» Exercise text

The IBO Curriculum and Assessment Centre, in Cardiff, Wales, develops the curriculum's broad outlines and conducts testing and scoring of all students every spring. But each school selects and tailors courses, which makes IB both remarkably consistent from program to program and surprisingly idiosyncratic. IB seniors at South Side take the same Theory of Knowledge exam as their cohorts at Flathead High School, in Kalispell, Montana, and Menntaskólinn vid Hamrahlid, in Reykjavik, Iceland -- but along the way the three classes may study altogether different texts and complete wildly diverse assignments.
Some schools set IB entrance requirements -- a certain grade point average or standardized test ranking -- in the belief that a student must show at least some academic commitment and competence to succeed. But at many schools, IB classes welcome all comers, because the school board or the principal insists that every child deserves the gold-standard education traditionally reserved for the "gifted."
At Dobbs Ferry, about one out of five graduates qualify for the IB diploma, but 70 to 80 percent of all juniors and seniors take at least one IB course. Some have passion for a subject, such as film or art, but many simply shoot for the challenge -- perhaps to prove to their teachers, or themselves, that they can persevere in the same course that kids bound for Ivy League schools are sweating through. "It's an opportunity for a teen to say, 'I tried something more difficult,'" Dobbs Ferry's Constance Addabbo says.

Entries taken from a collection
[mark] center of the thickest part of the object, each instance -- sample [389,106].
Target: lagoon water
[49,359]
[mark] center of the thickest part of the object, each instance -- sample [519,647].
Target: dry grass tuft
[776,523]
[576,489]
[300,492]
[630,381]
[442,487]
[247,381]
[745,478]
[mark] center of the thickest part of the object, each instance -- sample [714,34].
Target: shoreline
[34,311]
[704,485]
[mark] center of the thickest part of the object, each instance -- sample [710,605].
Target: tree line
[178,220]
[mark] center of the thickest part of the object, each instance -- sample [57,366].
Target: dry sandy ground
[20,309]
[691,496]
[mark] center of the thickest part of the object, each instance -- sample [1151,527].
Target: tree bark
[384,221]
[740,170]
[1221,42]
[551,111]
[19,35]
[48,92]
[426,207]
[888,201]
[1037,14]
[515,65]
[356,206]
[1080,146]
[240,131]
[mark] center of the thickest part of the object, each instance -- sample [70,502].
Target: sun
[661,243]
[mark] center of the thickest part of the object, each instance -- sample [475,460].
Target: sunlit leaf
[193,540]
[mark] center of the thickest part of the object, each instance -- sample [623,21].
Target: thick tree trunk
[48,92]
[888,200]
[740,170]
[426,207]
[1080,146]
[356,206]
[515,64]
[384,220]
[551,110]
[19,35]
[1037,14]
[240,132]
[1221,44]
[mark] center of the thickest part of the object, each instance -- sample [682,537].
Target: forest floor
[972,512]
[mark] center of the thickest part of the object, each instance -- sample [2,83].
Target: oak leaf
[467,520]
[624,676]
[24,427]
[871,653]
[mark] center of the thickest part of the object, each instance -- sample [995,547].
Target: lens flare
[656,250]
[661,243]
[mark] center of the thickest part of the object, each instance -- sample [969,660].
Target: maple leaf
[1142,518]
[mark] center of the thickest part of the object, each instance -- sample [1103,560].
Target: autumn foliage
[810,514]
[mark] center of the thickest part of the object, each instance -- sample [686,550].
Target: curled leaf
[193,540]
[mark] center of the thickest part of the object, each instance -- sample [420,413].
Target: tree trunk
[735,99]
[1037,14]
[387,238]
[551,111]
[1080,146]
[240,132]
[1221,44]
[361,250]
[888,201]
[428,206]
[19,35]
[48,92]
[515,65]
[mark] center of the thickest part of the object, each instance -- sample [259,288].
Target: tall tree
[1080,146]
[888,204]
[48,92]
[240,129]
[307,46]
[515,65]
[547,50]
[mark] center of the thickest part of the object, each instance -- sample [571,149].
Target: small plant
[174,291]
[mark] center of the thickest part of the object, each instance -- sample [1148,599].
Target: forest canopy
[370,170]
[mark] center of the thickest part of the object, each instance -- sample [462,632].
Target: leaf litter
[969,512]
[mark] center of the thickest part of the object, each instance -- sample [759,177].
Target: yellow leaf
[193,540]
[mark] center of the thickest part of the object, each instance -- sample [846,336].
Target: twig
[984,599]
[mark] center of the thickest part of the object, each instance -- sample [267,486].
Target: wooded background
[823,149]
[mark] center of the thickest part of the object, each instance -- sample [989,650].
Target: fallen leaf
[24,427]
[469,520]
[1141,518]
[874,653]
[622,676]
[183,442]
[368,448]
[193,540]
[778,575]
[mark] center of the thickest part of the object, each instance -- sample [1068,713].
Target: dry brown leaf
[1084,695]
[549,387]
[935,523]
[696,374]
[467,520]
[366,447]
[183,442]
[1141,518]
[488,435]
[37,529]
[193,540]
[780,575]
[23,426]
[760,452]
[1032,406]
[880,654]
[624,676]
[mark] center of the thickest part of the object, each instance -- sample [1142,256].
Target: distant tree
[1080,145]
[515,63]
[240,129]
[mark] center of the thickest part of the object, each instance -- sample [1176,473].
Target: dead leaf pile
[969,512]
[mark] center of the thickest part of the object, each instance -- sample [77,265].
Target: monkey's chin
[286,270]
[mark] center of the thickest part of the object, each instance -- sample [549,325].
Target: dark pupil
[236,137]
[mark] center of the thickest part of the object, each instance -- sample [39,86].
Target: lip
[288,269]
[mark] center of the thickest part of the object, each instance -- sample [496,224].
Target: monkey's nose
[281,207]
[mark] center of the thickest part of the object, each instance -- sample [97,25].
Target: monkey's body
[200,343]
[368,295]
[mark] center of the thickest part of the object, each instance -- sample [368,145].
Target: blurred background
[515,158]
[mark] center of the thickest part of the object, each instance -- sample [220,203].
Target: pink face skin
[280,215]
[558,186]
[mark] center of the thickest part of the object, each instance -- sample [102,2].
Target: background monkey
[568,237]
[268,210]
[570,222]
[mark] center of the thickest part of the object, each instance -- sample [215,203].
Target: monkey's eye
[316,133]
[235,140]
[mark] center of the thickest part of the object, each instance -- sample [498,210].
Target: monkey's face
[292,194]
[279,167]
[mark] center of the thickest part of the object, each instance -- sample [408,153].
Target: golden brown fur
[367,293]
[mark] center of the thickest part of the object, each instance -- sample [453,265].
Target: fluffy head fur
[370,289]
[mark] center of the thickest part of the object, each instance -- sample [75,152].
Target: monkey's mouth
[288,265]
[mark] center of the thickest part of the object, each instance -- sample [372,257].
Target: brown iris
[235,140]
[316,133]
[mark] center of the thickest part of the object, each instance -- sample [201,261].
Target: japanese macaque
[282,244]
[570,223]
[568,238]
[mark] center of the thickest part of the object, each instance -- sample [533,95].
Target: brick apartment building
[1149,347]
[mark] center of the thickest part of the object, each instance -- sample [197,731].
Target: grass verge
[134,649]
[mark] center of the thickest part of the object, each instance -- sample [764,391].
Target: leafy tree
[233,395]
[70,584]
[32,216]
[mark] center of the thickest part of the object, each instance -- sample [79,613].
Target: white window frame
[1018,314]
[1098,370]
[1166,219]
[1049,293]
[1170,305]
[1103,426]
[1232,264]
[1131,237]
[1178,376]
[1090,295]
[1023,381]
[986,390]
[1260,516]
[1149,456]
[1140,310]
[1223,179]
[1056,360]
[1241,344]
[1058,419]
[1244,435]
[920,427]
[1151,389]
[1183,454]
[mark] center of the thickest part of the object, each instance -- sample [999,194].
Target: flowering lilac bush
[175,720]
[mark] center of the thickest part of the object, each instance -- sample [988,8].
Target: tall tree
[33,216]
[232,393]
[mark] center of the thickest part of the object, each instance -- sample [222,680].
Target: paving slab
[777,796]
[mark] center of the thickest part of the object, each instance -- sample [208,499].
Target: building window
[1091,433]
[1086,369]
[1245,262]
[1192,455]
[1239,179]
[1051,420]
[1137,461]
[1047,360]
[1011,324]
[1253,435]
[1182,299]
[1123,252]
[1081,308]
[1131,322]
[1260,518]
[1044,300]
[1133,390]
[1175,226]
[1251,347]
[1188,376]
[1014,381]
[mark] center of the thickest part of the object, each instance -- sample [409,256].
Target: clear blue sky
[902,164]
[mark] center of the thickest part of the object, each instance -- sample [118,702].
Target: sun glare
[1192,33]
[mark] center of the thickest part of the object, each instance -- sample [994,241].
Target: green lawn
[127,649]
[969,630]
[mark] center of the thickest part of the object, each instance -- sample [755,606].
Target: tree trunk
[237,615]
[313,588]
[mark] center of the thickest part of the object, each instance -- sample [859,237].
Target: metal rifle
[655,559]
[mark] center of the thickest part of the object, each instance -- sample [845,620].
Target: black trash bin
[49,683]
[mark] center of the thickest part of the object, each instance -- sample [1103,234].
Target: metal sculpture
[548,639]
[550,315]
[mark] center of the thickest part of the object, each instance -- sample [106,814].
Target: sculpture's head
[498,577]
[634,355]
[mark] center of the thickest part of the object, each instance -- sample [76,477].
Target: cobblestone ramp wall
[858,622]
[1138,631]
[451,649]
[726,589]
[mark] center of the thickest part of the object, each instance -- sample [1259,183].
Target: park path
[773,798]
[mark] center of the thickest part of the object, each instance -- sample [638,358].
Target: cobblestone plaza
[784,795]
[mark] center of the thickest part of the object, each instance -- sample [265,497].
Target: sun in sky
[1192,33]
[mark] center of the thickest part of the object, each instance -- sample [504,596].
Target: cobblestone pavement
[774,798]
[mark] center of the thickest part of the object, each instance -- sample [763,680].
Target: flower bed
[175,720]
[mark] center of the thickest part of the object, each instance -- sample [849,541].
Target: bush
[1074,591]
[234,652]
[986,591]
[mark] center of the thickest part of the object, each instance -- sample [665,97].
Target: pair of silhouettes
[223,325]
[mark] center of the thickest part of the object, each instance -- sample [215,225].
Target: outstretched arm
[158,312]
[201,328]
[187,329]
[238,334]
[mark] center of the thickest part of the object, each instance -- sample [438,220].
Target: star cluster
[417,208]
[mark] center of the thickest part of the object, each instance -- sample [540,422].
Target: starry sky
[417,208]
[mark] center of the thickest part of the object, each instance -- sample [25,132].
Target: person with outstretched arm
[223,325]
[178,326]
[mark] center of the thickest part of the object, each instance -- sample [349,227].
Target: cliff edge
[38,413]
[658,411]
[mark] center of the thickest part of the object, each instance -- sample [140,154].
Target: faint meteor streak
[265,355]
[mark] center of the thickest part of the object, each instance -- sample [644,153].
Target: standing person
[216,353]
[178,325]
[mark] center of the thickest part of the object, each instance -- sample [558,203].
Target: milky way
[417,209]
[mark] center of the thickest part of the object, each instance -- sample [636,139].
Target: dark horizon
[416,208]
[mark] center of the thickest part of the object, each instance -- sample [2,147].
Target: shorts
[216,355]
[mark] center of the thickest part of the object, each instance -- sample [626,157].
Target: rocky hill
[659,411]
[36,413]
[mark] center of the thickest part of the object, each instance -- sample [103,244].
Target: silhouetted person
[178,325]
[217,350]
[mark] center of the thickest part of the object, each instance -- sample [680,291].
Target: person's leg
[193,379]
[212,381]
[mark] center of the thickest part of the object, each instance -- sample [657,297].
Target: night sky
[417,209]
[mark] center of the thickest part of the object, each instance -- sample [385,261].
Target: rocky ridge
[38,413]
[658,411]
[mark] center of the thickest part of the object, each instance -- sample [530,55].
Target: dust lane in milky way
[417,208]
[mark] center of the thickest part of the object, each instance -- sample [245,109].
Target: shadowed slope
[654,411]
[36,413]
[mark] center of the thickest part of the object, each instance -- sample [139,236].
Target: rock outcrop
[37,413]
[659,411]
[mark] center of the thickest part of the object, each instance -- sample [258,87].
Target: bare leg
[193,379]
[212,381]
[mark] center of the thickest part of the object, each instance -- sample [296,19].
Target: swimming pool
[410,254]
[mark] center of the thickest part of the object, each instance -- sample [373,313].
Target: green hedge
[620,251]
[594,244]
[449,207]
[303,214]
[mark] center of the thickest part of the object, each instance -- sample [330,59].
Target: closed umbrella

» Work request 1
Reproduce the stretch of the passage about IB courses from "At Dobbs Ferry, about" through "Constance Addabbo says.".
» Work request 2
In the passage about IB courses, which city is home to the IBO Curriculum and Assessment Centre?
» Work request 3
Resume the passage about IB courses, picking up after its final sentence.

» Result 1
At Dobbs Ferry, about one out of five graduates qualify for the IB diploma, but 70 to 80 percent of all juniors and seniors take at least one IB course. Some have passion for a subject, such as film or art, but many simply shoot for the challenge -- perhaps to prove to their teachers, or themselves, that they can persevere in the same course that kids bound for Ivy League schools are sweating through. "It's an opportunity for a teen to say, 'I tried something more difficult,'" Dobbs Ferry's Constance Addabbo says.

» Result 2
Cardiff, Wales.

» Result 3
South Side launched IB twenty-five years ago with three stellar students and ran it as a program for the gifted for about a decade. When the school abolished IB entrance requirements, more students trickled in, and by the late 1990s, about one-fourth of seniors were candidates for the special diploma. "The philosophy was, 'OK, many kids can do this,'" Carol Burris recalls, "'but not all kids can do this.'"
Then she became principal and wondered, Why not? Is there a way to get all kids to do IB? With near-missionary zeal, Burris and IB coordinator John Murphy set out to try. The teachers and administrators developed pre-IB courses so the real thing wouldn't come as such an intellectual shock in eleventh and twelfth grades. Now, all freshmen and sophomores take advanced English and history, with assignments in literary commentary, oral presentations, and historical investigations modeled after IB assessments. The school also received funding for support classes tied to the curriculum to help lowerperforming students pull off top-tier work. And counselors went into overdrive. "They push, support, nudge, cajole the kids into doing it," Burris says.
Of the 265 graduates in South Side's class of 2006, 124 -- nearly half -- were IB diploma candidates. The statistics have made the school a poster child for IB inclusion, but Burris and Murphy are determined to get more kids -- all kids -- to reach for the educational gold.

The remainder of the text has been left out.